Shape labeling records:
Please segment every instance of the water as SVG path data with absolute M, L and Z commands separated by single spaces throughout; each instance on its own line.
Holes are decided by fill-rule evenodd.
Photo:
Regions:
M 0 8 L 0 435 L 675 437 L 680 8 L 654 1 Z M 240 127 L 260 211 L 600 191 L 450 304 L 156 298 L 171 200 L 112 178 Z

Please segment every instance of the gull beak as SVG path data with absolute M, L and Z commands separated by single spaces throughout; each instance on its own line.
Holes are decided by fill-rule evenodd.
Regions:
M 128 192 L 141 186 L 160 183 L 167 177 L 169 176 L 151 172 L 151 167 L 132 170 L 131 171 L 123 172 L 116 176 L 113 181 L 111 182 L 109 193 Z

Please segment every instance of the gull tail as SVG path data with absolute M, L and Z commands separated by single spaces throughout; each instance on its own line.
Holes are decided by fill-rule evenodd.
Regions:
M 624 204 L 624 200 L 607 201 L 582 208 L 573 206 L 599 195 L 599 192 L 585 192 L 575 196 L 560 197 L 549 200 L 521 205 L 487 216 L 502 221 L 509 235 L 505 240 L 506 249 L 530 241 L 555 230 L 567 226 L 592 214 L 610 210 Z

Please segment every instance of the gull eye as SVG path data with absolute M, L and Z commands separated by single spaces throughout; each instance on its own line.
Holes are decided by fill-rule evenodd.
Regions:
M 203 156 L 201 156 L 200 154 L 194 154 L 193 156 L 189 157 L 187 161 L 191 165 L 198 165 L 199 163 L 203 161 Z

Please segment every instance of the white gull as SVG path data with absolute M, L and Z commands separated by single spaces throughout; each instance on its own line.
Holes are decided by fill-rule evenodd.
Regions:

## WHAT IS NEEDED
Repeat the part of the records that opens with the line containing "Please segment every instance of the gull beak" and runs through the end of the records. Output only those lines, including both ends, unchanged.

## THE RESPONSE
Please segment every instance of the gull beak as SVG path data with absolute M, L and Z commands separated by single spaces throughout; each instance on its own line.
Holes are decided by fill-rule evenodd.
Regions:
M 128 192 L 141 186 L 160 183 L 167 177 L 169 176 L 151 172 L 151 167 L 132 170 L 131 171 L 123 172 L 116 176 L 113 181 L 111 182 L 109 193 Z

Please segment every instance of the gull tail as SVG path data with absolute M, L and Z commands separated by single spaces throughout; each instance on its own line.
Holes are decided by fill-rule evenodd.
Regions:
M 624 204 L 624 200 L 607 201 L 582 208 L 573 206 L 599 195 L 599 192 L 585 192 L 575 196 L 560 197 L 549 200 L 521 205 L 487 216 L 502 221 L 509 235 L 505 240 L 506 249 L 530 241 L 555 230 L 567 226 L 592 214 L 610 210 Z

Please segment every instance of the gull eye as SVG path data with absolute M, L and Z commands separated by single spaces throughout; each instance on its own line.
Holes are decided by fill-rule evenodd.
Regions:
M 203 156 L 201 156 L 200 154 L 194 154 L 193 156 L 189 157 L 187 161 L 191 165 L 198 165 L 199 163 L 203 161 Z

Please segment every instance of the white gull as SVG path data with absolute M, L and Z commands separated by single spaces throughout; each instance on its own line.
Holes are decided by fill-rule evenodd.
Regions:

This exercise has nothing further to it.